- **WHAT THE TASK ASKS**
With the pictures set aside, return the lines below exactly, beginning at the first and ending at the line containing "Question. For every instance of the red stool".

- **Natural language region descriptions**
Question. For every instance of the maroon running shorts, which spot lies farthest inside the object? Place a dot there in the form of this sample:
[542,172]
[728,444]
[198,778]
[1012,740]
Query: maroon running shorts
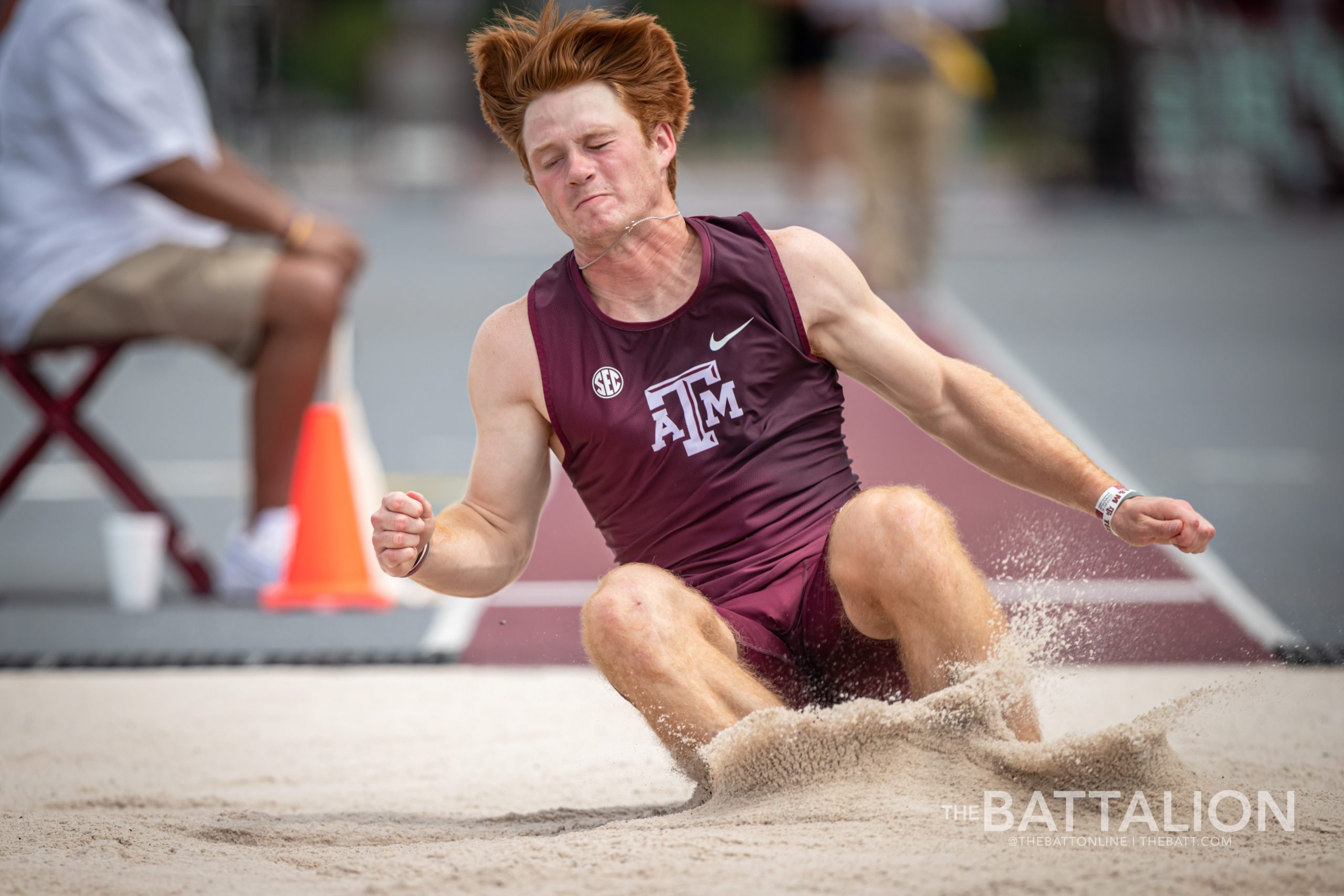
[820,659]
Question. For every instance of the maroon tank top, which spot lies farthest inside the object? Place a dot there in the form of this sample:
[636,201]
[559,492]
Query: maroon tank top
[707,442]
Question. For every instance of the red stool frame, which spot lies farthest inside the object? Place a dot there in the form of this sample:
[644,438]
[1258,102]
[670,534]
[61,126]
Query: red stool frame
[61,417]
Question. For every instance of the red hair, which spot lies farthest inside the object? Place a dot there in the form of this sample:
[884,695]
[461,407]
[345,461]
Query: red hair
[521,58]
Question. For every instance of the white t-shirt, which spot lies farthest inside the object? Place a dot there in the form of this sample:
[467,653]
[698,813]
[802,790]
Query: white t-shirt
[93,93]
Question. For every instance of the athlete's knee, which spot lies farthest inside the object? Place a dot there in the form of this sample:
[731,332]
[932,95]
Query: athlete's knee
[306,293]
[629,606]
[890,518]
[639,618]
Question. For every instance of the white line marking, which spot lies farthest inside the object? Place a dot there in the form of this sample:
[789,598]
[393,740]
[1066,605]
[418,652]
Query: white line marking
[455,625]
[573,593]
[1232,594]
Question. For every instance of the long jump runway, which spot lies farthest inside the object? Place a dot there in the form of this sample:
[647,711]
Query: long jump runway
[521,772]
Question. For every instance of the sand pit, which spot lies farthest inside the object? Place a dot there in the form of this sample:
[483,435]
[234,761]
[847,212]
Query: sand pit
[474,779]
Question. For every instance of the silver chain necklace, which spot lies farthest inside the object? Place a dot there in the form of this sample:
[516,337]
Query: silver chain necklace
[628,229]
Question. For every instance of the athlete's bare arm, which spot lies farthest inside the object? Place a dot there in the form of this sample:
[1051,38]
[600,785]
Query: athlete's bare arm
[483,542]
[963,406]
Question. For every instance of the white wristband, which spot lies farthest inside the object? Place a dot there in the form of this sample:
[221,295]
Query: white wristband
[1110,501]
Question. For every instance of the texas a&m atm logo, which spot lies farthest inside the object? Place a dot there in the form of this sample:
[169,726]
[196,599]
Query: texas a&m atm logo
[683,386]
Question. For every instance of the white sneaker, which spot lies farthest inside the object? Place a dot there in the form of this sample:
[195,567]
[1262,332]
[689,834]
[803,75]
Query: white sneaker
[256,558]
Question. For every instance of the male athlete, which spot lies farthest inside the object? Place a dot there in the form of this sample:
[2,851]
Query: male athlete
[685,371]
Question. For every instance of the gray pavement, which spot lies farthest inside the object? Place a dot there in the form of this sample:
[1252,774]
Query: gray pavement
[1226,392]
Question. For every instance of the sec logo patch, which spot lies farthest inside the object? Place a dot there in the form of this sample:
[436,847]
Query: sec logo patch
[608,382]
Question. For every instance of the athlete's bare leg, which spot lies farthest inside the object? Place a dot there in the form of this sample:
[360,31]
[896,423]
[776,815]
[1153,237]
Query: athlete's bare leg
[904,575]
[664,649]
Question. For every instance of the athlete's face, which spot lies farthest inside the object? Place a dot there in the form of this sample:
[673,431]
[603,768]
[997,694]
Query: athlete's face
[591,163]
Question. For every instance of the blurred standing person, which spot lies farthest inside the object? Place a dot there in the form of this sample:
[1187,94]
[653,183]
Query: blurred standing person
[908,73]
[810,127]
[116,207]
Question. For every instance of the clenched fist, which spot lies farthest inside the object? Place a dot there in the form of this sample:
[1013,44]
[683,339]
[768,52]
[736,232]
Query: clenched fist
[402,525]
[1144,520]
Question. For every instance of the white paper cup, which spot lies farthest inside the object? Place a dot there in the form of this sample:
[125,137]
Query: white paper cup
[135,544]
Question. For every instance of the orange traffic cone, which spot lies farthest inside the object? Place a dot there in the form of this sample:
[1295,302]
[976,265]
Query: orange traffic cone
[327,567]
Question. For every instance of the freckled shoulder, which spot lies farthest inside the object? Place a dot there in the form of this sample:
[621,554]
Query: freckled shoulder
[505,355]
[820,275]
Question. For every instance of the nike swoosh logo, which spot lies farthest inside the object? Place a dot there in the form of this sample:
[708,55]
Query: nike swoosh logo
[716,344]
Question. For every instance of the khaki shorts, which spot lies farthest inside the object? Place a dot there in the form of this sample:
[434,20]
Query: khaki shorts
[210,296]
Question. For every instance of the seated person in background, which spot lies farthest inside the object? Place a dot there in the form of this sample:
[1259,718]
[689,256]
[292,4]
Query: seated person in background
[116,207]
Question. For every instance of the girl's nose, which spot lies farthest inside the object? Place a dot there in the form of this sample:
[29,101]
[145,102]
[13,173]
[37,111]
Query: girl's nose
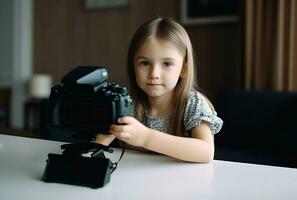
[154,72]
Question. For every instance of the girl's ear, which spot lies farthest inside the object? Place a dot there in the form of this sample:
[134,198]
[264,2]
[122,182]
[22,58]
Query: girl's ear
[183,71]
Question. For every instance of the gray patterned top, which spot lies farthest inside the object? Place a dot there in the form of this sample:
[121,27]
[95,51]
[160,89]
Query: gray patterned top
[197,110]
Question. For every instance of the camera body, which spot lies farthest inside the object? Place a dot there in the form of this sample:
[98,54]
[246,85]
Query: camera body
[86,103]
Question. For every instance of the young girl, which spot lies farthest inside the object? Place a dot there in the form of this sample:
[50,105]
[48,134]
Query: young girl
[171,117]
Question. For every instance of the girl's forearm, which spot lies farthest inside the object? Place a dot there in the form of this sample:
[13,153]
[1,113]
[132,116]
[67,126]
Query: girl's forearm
[186,149]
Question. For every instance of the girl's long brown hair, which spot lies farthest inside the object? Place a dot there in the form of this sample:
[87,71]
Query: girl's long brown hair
[169,31]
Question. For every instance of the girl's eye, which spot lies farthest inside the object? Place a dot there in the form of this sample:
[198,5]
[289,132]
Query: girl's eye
[143,63]
[167,64]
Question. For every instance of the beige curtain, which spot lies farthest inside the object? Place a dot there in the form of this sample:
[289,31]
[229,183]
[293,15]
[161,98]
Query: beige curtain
[270,57]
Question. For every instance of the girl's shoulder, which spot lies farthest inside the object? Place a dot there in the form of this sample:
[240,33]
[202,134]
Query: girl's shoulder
[199,108]
[195,98]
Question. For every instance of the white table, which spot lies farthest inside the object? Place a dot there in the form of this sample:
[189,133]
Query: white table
[140,176]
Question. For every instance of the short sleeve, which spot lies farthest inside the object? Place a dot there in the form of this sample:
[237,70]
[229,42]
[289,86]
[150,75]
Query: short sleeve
[197,110]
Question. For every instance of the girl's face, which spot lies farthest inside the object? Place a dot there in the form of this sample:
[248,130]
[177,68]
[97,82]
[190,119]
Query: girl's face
[158,66]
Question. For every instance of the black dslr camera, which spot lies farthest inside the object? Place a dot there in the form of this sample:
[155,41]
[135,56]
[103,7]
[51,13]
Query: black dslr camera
[84,102]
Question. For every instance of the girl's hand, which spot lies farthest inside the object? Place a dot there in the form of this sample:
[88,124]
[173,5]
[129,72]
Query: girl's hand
[131,131]
[104,139]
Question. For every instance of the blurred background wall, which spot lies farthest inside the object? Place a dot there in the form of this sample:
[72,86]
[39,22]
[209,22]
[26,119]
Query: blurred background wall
[54,36]
[68,35]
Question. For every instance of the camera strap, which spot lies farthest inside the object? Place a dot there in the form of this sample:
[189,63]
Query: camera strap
[116,163]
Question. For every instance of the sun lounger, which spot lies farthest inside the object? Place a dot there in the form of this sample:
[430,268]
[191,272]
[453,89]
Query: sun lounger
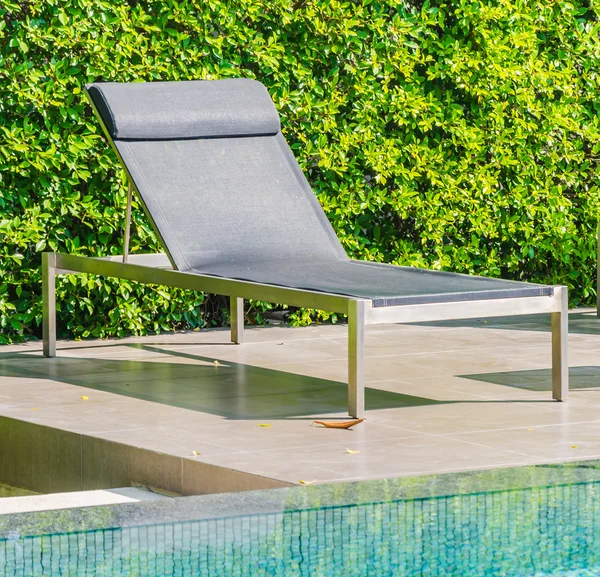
[237,217]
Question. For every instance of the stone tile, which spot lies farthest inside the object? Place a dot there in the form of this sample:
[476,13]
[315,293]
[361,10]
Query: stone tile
[105,464]
[39,458]
[568,441]
[203,478]
[440,396]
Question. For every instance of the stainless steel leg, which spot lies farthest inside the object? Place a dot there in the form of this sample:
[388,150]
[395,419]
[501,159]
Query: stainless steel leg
[127,224]
[560,361]
[49,303]
[237,320]
[356,341]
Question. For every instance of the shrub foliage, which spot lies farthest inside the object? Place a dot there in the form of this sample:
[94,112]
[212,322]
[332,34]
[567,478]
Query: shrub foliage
[459,135]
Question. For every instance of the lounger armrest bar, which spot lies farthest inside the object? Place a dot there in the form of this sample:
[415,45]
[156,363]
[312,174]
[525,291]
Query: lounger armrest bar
[66,263]
[463,309]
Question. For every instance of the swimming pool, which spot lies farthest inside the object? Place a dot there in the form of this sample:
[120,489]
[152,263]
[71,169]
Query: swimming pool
[532,521]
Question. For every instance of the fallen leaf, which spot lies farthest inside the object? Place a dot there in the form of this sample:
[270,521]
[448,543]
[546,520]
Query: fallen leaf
[338,424]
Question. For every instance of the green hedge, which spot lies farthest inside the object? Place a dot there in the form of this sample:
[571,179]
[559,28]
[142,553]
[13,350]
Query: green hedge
[459,135]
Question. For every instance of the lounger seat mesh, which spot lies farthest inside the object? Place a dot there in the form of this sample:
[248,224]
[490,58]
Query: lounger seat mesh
[228,199]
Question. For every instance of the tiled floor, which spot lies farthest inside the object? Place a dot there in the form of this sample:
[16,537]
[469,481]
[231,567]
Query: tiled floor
[442,397]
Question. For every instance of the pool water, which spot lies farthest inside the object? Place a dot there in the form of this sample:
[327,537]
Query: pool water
[535,531]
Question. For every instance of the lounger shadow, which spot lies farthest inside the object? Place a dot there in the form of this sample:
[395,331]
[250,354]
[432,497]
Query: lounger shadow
[237,217]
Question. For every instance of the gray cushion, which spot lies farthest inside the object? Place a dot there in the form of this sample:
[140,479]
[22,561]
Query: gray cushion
[190,109]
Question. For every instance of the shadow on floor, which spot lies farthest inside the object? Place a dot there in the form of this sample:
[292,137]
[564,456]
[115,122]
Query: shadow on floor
[231,390]
[583,323]
[541,379]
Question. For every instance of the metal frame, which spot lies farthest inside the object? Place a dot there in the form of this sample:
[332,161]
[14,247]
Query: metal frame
[157,269]
[161,269]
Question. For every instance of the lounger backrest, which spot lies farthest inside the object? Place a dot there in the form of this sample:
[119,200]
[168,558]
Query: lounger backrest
[214,172]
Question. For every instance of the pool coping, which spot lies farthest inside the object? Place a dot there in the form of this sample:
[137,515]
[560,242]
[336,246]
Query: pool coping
[278,501]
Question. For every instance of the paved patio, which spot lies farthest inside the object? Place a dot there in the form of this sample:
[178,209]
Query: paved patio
[442,397]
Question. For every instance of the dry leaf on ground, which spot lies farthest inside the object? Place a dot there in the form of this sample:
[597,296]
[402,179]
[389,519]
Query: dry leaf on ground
[338,424]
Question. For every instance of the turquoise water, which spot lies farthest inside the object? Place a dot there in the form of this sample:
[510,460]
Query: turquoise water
[542,531]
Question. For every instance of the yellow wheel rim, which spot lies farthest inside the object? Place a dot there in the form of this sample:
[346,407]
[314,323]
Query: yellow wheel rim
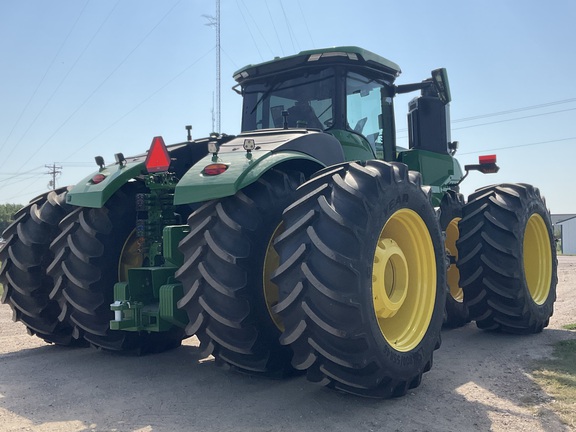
[453,274]
[271,292]
[130,256]
[404,280]
[537,259]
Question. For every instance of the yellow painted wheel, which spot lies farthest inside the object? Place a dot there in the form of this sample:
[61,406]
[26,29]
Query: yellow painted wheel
[404,280]
[537,259]
[130,257]
[507,259]
[453,274]
[271,262]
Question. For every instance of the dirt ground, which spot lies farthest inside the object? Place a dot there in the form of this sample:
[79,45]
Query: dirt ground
[479,382]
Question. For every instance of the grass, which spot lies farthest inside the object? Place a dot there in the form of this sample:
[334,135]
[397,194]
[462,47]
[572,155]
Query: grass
[557,376]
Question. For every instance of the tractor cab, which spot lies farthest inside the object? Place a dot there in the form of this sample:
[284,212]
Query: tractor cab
[346,92]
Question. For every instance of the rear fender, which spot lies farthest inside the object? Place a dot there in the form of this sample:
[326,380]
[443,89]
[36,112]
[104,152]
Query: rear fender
[243,169]
[89,193]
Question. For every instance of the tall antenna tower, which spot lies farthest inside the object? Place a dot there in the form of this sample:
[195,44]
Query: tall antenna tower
[214,21]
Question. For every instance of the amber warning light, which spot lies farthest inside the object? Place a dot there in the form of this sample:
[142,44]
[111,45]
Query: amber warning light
[158,158]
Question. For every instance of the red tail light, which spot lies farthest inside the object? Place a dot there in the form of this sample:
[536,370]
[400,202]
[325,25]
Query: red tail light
[158,158]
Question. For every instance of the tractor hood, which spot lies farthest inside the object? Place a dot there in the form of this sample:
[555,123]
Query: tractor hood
[233,167]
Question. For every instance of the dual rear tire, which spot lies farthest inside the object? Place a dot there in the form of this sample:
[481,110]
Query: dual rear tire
[507,259]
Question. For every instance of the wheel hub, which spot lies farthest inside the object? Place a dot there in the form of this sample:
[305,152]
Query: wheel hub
[390,278]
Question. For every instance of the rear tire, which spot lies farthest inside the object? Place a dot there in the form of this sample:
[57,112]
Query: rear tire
[227,294]
[25,258]
[507,259]
[457,313]
[88,257]
[362,279]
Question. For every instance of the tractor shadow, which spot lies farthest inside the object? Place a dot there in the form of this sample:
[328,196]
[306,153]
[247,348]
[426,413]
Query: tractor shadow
[478,381]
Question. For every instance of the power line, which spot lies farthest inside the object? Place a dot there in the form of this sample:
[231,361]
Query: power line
[290,32]
[142,102]
[43,78]
[64,78]
[108,77]
[518,146]
[510,111]
[257,26]
[514,119]
[274,27]
[305,23]
[248,27]
[514,110]
[54,171]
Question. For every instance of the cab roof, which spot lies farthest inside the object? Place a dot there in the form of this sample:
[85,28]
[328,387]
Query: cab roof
[344,54]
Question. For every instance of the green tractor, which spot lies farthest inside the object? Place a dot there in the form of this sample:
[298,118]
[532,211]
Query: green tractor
[308,242]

- **ANSWER BELOW**
Question. For every instance of the maroon running shorts, which spot lies farthest inside the object? Place a dot there in the form of this sample:
[542,172]
[728,444]
[198,778]
[1012,740]
Query: maroon running shorts
[820,659]
Question. For every instance of the maroon tank top, which spot lies farthest inside the object? Place a dot there in the form of this sample:
[636,201]
[559,492]
Query: maroon tank top
[707,442]
Question. For every instance of the red stool frame, which spot lies farthest inside the object? Place a dot there in the form of this sample:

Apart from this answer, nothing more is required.